▶ [Task requirements]:
A - Can you condense the paragraph beginning "In the early 1990s" in the von Praunheim text into a short bulleted list that keeps its main facts?
B - Which people does the von Praunheim text identify as his students? List every one.

▶ [Given text]:
Von Praunheim was a co-founder of the German ACT UP movement and organized the first major AIDS benefit event in Germany. He was very vocal in his efforts to educate people about the danger of AIDS and the necessity of practicing safer sex. On 10 December 1991, von Praunheim created a scandal in Germany when he outed the anchorman Alfred Biolek and the comedian Hape Kerkeling in the TV show  as gay to call for public solidarity with the stigmatized gays from homosexual celebrities, of which there were hardly any in the German public at that time. Because of this, von Praunheim was considered a controversial figure in his home country for a long time, even within the queer community. But after the public outing action several celebrities had their coming out. In retrospect, the outing action improved the public image of gays.

In the early 1990s, von Praunheim developed the first queer TV format in Germany, but continued his film work at the same time. His film Life Is Like a Cucumber with Lotti Huber was shown at the Toronto International Film Festival (1991). He was honored with two FIPRESCI Awards for his films I Am My Own Woman (1992) and Neurosia (1995).

Von Praunheim's film Transexual Menace (1996), named after the American transgender rights organization The Transexual Menace, was after City of Lost Souls again a very progressive film about transgender people and premiered at the Frameline Film Festival in San Francisco and was also shown at the Outfest in Los Angeles: "Von Praunheim's Transexual Menace dispenses with the usual cliches and brings us bang up to date with a profile of the new generation of politically-active transsexuals […]." (The Independent) The New York Times wrote: "[...] Transexual Menace is a cornerstone of documentary filmmaking about transgender people."

Von Praunheim's film The Einstein of Sex (1999) about Magnus Hirschfeld premiered at the Locarno Festival and was nominated for the Golden Leopard. His film Can I be your Bratwurst, please? (1999) with Jeff Stryker and Vaginal Davis has been shown at over 250 film festivals around the world (a world record-breaking festival utilization).  Moving Pictures Magazine chose the film as best title in Cannes. In 2000, he was awarded the  for Wunderbares Wrodow, a documentary about the people in and around a German village and its castle. His film Cows knocked up by fog (2002) premiered at the Venice Film Festival.

From 1999 to 2006 von Praunheim was professor of directing at the Film University of Babelsberg. Von Praunheim has also taught at various film and art schools, including San Francisco Art Institute, where Abel Ferrara was one of his students. Former Praunheim students,  filmmakers Tom Tykwer, Chris Kraus, Axel Ranisch, Robert Thalheim and Julia von Heinz, made the film Pink Children (2012) about their mentor.

▶ [Excerpted records]:
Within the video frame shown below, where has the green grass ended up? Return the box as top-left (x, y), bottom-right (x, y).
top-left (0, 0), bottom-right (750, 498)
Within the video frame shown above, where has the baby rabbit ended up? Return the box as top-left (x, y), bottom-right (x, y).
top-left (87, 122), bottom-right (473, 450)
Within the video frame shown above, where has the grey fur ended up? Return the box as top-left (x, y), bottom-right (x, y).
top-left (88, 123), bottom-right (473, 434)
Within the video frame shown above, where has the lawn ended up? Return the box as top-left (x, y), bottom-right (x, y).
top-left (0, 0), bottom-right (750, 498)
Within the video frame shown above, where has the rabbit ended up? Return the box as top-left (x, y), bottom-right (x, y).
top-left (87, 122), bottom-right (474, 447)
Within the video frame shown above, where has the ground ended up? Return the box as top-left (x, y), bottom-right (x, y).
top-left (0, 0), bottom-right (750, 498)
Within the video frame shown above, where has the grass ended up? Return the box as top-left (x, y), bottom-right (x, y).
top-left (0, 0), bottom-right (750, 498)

▶ [Responses for each task]:
A -
- In the early 1990s, von Praunheim created Germany's first queer TV format and kept making films.
- His film Life Is Like a Cucumber, with Lotti Huber, was shown at the Toronto International Film Festival (1991).
- He won two FIPRESCI Awards, for I Am My Own Woman (1992) and Neurosia (1995).

B -
- Abel Ferrara
- Tom Tykwer
- Chris Kraus
- Axel Ranisch
- Robert Thalheim
- Julia von Heinz